§ **EXTRAIT**:
■ ■ ■ ■ ■ ■ ■
Le lendemain matin, après une matinée studieuse tous ensemble, nos chemins se séparent à nouveau : elles filent en Casamance, et nous allons dans la région où elles viennent de passer une semaine pendant que nous étions en Gambie. Il fait encore très très chaud, nous roulons un peu et essayons de trouver un bivouac près de la rivière mais sans succès : nous sommes aux abords d’un parc national et visiblement le fleuve fait partie du parc à cet endroit. Nous nous posons finalement près de l’entrée d’un village. Alors qu’en Gambie nous aurions été assaillis de gamins, nous passons ici une soirée et une nuit tranquille.
■ ■ ■ ■ ■ ■ ■
§ **ENREGISTREMENTS LISTÉS**:

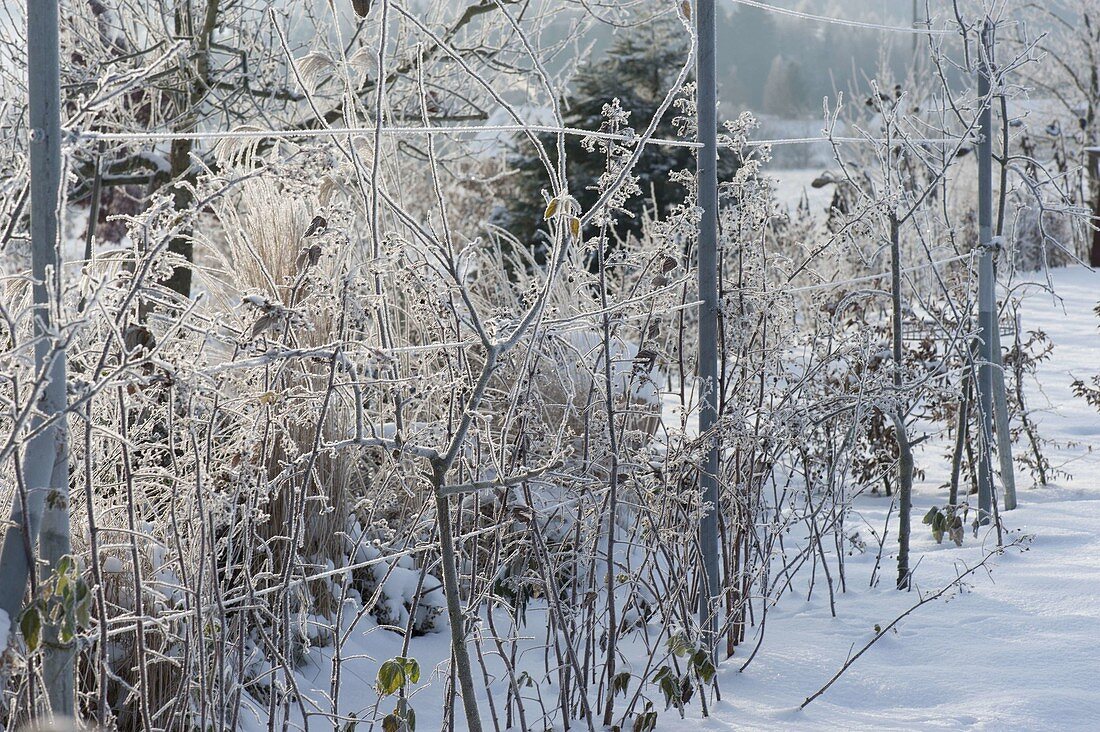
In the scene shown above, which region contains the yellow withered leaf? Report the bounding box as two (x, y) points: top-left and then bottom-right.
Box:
(542, 198), (559, 221)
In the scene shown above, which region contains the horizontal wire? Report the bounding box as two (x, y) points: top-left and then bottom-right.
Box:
(778, 252), (975, 294)
(72, 124), (702, 148)
(733, 0), (958, 35)
(69, 124), (966, 149)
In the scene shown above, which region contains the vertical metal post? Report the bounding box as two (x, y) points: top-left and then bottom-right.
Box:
(993, 323), (1019, 511)
(0, 0), (74, 714)
(695, 0), (722, 653)
(978, 18), (997, 525)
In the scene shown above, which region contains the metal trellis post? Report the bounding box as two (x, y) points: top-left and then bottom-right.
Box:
(978, 18), (997, 525)
(695, 0), (722, 653)
(0, 0), (74, 714)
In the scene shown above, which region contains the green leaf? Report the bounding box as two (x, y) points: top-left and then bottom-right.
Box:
(691, 649), (716, 684)
(19, 605), (42, 651)
(375, 659), (405, 697)
(395, 657), (420, 684)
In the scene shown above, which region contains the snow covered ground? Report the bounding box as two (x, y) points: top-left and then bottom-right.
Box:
(686, 269), (1100, 731)
(266, 269), (1100, 732)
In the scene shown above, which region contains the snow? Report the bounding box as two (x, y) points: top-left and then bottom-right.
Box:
(677, 269), (1100, 731)
(272, 269), (1100, 732)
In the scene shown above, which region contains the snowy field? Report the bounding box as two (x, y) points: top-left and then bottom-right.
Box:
(259, 269), (1100, 732)
(682, 269), (1100, 731)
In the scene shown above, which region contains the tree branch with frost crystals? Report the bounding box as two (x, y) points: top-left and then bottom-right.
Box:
(799, 537), (1026, 709)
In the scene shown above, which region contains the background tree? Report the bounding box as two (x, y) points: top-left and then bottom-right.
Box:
(495, 14), (735, 258)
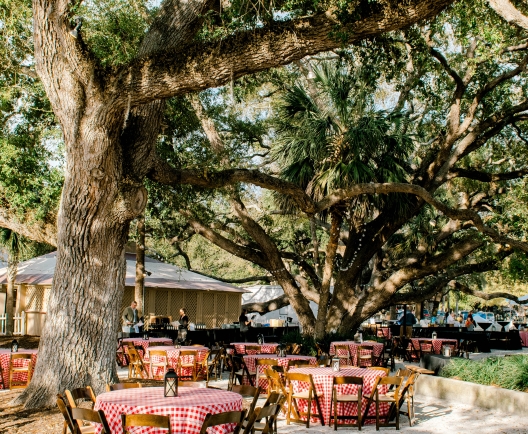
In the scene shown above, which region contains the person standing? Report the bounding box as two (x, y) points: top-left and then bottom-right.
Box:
(238, 309), (251, 342)
(177, 307), (189, 343)
(121, 301), (139, 333)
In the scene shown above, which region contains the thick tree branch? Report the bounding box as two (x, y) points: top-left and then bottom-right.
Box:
(488, 0), (528, 30)
(449, 281), (528, 304)
(113, 0), (453, 106)
(0, 209), (57, 246)
(448, 165), (528, 182)
(242, 294), (290, 314)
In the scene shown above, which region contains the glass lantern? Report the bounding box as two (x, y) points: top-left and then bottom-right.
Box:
(163, 368), (178, 397)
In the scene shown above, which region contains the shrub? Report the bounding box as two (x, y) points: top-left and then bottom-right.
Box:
(440, 355), (528, 392)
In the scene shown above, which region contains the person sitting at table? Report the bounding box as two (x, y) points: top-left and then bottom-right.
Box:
(466, 314), (476, 332)
(121, 301), (139, 333)
(238, 309), (251, 342)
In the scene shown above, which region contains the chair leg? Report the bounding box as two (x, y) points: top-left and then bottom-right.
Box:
(306, 392), (312, 428)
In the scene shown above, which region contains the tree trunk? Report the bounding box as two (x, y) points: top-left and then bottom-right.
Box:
(315, 212), (342, 339)
(17, 107), (147, 408)
(134, 214), (145, 317)
(5, 255), (18, 336)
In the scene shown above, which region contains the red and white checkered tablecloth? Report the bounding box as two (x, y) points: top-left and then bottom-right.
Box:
(0, 348), (38, 389)
(330, 341), (383, 366)
(244, 354), (317, 393)
(519, 331), (528, 347)
(289, 368), (390, 425)
(411, 338), (458, 354)
(120, 338), (172, 366)
(143, 345), (209, 378)
(94, 387), (242, 434)
(231, 342), (279, 354)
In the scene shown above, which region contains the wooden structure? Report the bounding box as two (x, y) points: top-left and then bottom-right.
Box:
(0, 252), (246, 336)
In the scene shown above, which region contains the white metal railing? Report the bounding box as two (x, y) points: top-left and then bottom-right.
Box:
(13, 312), (26, 335)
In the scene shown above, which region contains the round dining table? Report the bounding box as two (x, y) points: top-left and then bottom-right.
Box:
(330, 341), (384, 366)
(244, 354), (317, 393)
(0, 348), (38, 389)
(94, 387), (242, 434)
(231, 342), (279, 354)
(289, 368), (390, 425)
(143, 345), (209, 378)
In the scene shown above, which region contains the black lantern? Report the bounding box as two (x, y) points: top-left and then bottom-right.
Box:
(277, 344), (286, 357)
(163, 368), (178, 397)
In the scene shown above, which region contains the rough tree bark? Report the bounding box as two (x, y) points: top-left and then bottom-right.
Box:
(134, 214), (145, 317)
(5, 260), (18, 336)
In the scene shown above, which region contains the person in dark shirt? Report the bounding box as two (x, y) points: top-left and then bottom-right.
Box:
(400, 310), (418, 326)
(179, 307), (189, 330)
(238, 309), (251, 342)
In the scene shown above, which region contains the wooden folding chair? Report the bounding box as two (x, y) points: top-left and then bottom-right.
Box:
(57, 394), (79, 434)
(286, 372), (324, 428)
(356, 345), (376, 368)
(149, 350), (169, 378)
(231, 356), (256, 386)
(370, 377), (402, 431)
(328, 377), (363, 431)
(231, 384), (261, 420)
(288, 360), (315, 369)
(106, 383), (141, 392)
(9, 353), (33, 389)
(195, 350), (211, 383)
(178, 350), (198, 381)
(72, 408), (112, 434)
(367, 366), (390, 377)
(200, 411), (246, 434)
(389, 369), (420, 426)
(334, 345), (353, 365)
(418, 339), (434, 359)
(244, 393), (286, 434)
(64, 386), (95, 408)
(206, 348), (224, 381)
(255, 359), (279, 395)
(244, 345), (261, 356)
(127, 342), (148, 379)
(121, 414), (171, 434)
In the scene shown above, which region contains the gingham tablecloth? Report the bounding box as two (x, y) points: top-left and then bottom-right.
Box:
(231, 342), (279, 354)
(143, 345), (209, 377)
(94, 387), (242, 434)
(411, 338), (458, 354)
(330, 341), (383, 366)
(120, 338), (172, 366)
(519, 331), (528, 347)
(289, 368), (390, 425)
(0, 348), (38, 389)
(244, 354), (317, 392)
■ ■ ■ ■ ■ ■ ■
§ **CONSIGNE**:
Dans l'extrait, où les voyageurs finissent-ils par s'installer pour la soirée et la nuit ? On n'a pas besoin des enregistrements ici.

§ **RÉPONSE RÉDIGÉE**:
Près de l'entrée d'un village.